### Work instruction
Word for word, restate every line of the material.

### Study material
Segment Open
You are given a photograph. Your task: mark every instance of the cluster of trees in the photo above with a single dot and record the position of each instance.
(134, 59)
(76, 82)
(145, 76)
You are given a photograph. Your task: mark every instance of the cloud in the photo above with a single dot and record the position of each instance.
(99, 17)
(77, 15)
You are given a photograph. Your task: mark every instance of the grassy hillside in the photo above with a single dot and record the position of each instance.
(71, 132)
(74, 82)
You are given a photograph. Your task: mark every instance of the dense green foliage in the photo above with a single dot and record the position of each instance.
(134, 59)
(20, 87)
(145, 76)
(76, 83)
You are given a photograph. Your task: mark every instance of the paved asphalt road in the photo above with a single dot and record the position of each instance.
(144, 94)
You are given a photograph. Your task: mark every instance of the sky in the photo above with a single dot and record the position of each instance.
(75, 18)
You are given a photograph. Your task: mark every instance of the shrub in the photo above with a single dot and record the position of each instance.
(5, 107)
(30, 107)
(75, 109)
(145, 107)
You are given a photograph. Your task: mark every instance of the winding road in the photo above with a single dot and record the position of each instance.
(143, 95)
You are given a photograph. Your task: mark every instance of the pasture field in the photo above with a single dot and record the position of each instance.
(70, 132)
Segment Closed
### Reply to the task
You are given a photograph. Your task: mark every instance of the cluster of trees in the photo above with a single dot and record the position of each instance.
(134, 59)
(76, 82)
(145, 76)
You are given a photograph. Your task: mark every instance of the cloud in the photo above with a single dot and record the position of each instance.
(99, 17)
(77, 15)
You are given a photograph. Your task: mark every instance of the grassy hillside in the photo above with a single dot and record the position of each instance.
(71, 132)
(74, 82)
You are given a photograph. Your task: mark every instance of the dense green foliage in the photo above with a single dot and record the position of each instance.
(134, 59)
(20, 87)
(145, 76)
(76, 83)
You are given a photograph. Your task: mark every instance of the paved asphalt road in the photo above with a single dot and record the position of each instance.
(144, 94)
You are given a photograph. Your task: mark every instance of the sky in the photo above with a single dot and record the position of each instance.
(75, 18)
You are given a photograph. Your task: mark every instance of the shrub in the photo above with a single dot and record the position of each instance.
(5, 107)
(30, 107)
(75, 109)
(145, 107)
You are given a photograph. Your task: mark every instance of the winding road in the photo above with a single dot and record the position of each instance.
(143, 95)
You are given a photograph. Your task: mark every instance of the pasture field in the photo above with a single dot and record the position of each instance.
(70, 132)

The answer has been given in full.